**QUOTED PASSAGE**
Shantala Devi (12th century), also known as Natya Rani Shantala, was the queen of the Hoysala king Bittideva, who later took the name Vishnuvardhana (r. c. 1108–1152 CE), in Karnataka, India. She is celebrated for her beauty, mastery of classical dance and music, and her significant patronage of Jainism and culture during the Hoysala period.Shantala Devi is also remembered for undertaking Sallekhana, the Jain ritual of fasting unto death.

== Early life ==

Little is known about Shantala Devi's early life and family background. She was the daughter of "Machikabbe" and the Hoysala general "Marasingamayya" and hailed from Balligavi, a town in Shikaripur taluk of Shivamogga district. Historical accounts suggest she was highly educated and trained in classical dance and music. She married King Bittideva of the Hoysala dynasty, who later took the name Vishnuvardhana after his formal conversion to Vaishnavism under the influence of Ramanujacharya. The Hoysala capital was at Dvarasamudra (modern Halebidu).

== Titles ==

Rani Shantala Devi was enthroned as "Pattamahadevi" (chief queen) in 1117 CE. She is praised in inscriptions and tradition with titles such as the Gem of Perfect Faith, the Fortress of Jain Faith, the Goddess of Victory in War, and the Goddess of Fame in Wealth and Peace. These titles reflect her devout support for Jainism in the Hoysala period.

A well‑known title of Shantala is "Savati Gandhawarini", which literally means "a rutting elephant to co‑wives" -a striking epithet symbolising her pre‑eminence among the royal consorts.

== Patronage of arts and architecture ==

Shantala Devi is especially remembered for her support of temple construction, sculpture, dance, and music. She is associated with the flourishing of the Hoysala architectural tradition in the 12th century, celebrated for its intricate carvings and elaborate friezes.

Although the Hoysala dynasty is famous for building Jain and Hindu temples, inscriptions and local traditions also record significant grants to Jain temples and basadis made during her time.

== Religion ==

Shantala devi is renowned for her religious tolerance and inclusive patronage. Although her husband Vishnuvardhana converted to Sri Vaishnavism under the influence of Ramanujacharya, Shantala Devi remained a devout patron of Jainism throughout her life. She is credited in inscriptional and local tradition with supporting the construction and endowment of Jain basadis at Shravanabelagola, Halebidu, and Belur.

**WRITTEN INSTRUCTION**
Extend the passage on Shantala Devi, the Hoysala queen, picking up directly after its final sentence.

**COLLECTED DATA**
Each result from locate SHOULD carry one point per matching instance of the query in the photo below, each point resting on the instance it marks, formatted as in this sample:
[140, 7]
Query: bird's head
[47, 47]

**EXERCISE RESULT**
Epigraphic evidence from the period records royal grants to Jain temples and monks, demonstrating her personal commitment to Jain traditions

Shantala Devi is also traditionally remembered for undertaking the Jain vow of "Sallekhana" (ritual fasting to death) at Shivagange in 1131 AD. An inscription of (1131 AD) at Chandragiri Hill in Shravanabelagola Clearly records her death through Sallekhana in the presence of Jain Monk "Prabhachandra-siddhanta-deva", her husband Vishnuvardhana, and her mother "Machikabbe". This inscription praises her piety, mentions grants she made to Jain temples, and details her family lineage.

According to local Karnataka traditions recorded in colonial-era gazetteers and Jain community histories, Shantala Devi was distressed by her husband's religious shift and spent extended periods at Shravanabelagola, a major Jain pilgrimage center. Some traditions claim that, grieving family tragedies—including the reported death of a son—and disillusioned with court politics, she eventually undertook Sallekhana (Jain ritual fasting unto death) at Shivagange.

== Legacy ==

Shantala Devi is remembered as a model of grace, artistic accomplishment, and religious pluralism. The Shantaleshwara temple at Halebidu is said to be named in her honor.

She remains a celebrated figure in Karnataka's cultural memory, appearing in modern Kannada novels, dance dramas, and scholarly studies as a symbol of art-loving queenship and tolerance across faiths.